- _Check your understanding_
1. In the award announcement, why does AFBF President Bob Stallman call Crowder "a true ambassador of agriculture"?
2. Summarize the award announcement in two sentences.
3. Copy the award announcement starting at "With more than" and stopping after "and ranching industry.", swapping "advancing" for "promoting".

- _Text provided_
*** Begin section ***
BLACKSBURG, Va., Jan. 22, 2013 – The American Farm Bureau Federation (AFBF) presented its highest honor, the Distinguished Service to Agriculture Award, to Ambassador Richard T. Crowder, former U.S. chief agricultural trade negotiator and professor of agricultural and applied economics at Virginia Tech's College of Agriculture and Life Sciences.
The award was announced during the AFBF 94th Annual Meeting, held Jan. 13 to 16, 2013, in Nashville.
AFBF established the Distinguished Service Award to honor individuals who have devoted their careers to serving agriculture.
“Dr. Crowder is a true ambassador of agriculture, having worked to better opportunities for farmers and ranchers in trade, biotechnology, and marketing agriculture products,” said AFBF President Bob Stallman. “I am honored to have worked alongside him while he served at [the Office of the United States Trade Representative], where his work on trade agreements with Korea, Colombia, and Panama, as well as Russia’s accession into the World Trade Organization, has helped ensure better market access for farmers and ranchers.”
With more than 40 years of experience in the agriculture and food sector, Crowder has dedicated his career to advancing the farming and ranching industry.
He served as the U.S. chief agriculture negotiator from January 2006 to May 2007, with the rank of ambassador, and as a senior advisor to the United States trade representative from May 2007 to April 2008. In this position, Crowder was responsible for directing all U.S. agricultural negotiations worldwide. For this service, he received the Distinguished Service Award by the United States trade representative, Executive Office of the President.
Crowder began his professional career as a staff economist for Exxon, then held executive positions with Wilson & Company, Pillsbury, Armour Swift Eckrich, and DEKALB Genetics.
In 1989, Crowder became undersecretary of international affairs and commodity programs for the U.S. Department of Agriculture. In this position, he managed the 1990 Farm Bill, was the U.S. agriculture negotiator for the Uruguay Round, and headed two presidential missions to the former Soviet Union to address food needs and policies of the former Soviet republics. He received two additional presidential appointments to serve on the board of directors of the Commodity Credit Corporation and the Rural Telephone Bank.
*** End section ***
- _Region pointing data_
*** Begin section ***
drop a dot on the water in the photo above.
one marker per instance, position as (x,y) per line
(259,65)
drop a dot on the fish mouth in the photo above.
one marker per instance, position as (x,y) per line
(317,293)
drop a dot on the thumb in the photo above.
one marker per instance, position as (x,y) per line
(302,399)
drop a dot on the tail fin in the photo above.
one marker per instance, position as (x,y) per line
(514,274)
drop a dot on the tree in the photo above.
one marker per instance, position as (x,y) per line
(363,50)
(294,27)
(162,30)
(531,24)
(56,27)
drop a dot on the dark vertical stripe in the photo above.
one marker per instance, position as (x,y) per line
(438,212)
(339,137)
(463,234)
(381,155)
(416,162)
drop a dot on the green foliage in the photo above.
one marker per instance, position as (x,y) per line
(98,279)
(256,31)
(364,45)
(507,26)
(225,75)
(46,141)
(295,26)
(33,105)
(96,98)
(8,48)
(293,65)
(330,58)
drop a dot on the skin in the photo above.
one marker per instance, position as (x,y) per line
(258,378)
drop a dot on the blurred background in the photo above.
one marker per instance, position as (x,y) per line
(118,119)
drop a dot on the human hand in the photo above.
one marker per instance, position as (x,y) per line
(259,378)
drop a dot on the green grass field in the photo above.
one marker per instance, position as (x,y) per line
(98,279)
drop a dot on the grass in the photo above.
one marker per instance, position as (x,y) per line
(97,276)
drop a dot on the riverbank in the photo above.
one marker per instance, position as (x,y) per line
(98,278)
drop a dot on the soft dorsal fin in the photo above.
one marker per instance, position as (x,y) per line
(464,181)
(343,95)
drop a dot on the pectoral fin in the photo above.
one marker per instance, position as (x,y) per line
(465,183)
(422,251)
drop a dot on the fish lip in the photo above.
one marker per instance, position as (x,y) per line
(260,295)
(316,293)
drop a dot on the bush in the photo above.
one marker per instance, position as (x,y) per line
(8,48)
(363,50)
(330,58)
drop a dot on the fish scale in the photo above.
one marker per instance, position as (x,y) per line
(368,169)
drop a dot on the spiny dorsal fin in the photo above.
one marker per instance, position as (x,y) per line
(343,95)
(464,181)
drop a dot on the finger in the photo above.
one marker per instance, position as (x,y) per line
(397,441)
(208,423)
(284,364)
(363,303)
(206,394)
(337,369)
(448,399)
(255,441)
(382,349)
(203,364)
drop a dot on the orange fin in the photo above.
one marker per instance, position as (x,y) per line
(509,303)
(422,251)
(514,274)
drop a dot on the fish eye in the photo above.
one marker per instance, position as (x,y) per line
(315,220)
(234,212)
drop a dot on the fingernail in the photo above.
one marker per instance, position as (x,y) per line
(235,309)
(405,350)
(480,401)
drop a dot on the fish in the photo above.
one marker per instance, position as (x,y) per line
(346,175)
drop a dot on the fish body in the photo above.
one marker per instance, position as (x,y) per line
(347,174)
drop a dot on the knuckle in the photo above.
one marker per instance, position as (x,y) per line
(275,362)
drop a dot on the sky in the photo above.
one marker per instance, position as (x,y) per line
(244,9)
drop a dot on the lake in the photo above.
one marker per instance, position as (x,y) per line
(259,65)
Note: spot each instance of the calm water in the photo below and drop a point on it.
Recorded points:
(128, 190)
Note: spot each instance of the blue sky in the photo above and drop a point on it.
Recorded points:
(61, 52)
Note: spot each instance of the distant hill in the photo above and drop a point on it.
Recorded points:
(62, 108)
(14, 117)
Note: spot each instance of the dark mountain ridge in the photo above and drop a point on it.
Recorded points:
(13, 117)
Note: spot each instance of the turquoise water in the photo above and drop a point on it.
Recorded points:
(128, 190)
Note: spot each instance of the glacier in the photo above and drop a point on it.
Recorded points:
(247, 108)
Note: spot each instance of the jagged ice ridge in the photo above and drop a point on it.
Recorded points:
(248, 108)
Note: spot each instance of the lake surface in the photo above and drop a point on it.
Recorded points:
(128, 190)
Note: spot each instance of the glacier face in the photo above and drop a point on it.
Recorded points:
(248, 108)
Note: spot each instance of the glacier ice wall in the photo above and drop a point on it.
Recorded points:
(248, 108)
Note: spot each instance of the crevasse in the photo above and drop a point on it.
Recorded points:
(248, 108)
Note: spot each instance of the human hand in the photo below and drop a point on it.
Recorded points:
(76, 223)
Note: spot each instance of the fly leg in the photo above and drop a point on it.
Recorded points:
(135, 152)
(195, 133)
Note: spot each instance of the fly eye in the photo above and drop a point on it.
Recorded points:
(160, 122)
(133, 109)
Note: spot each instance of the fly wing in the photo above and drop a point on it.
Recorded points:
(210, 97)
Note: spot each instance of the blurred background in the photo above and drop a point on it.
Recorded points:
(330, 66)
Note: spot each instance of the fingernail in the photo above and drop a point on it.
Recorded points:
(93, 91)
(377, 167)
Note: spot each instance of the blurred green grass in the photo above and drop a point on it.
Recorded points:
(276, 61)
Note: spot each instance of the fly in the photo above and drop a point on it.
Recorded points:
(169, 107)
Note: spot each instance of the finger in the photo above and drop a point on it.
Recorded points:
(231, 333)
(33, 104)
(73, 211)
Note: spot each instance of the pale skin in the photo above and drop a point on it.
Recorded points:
*** End section ***
- _Solutions_
1. He says Crowder earned the title by working to improve opportunities for farmers and ranchers in trade, biotechnology, and the marketing of agriculture products.

2. At its 94th Annual Meeting in Nashville, the American Farm Bureau Federation gave its Distinguished Service to Agriculture Award to Ambassador Richard T. Crowder, former U.S. chief agricultural trade negotiator and a Virginia Tech professor. Crowder has more than 40 years in the agriculture and food sector, including directing all U.S. agricultural negotiations as chief agriculture negotiator and serving as USDA undersecretary of international affairs and commodity programs.

3.
With more than 40 years of experience in the agriculture and food sector, Crowder has dedicated his career to promoting the farming and ranching industry.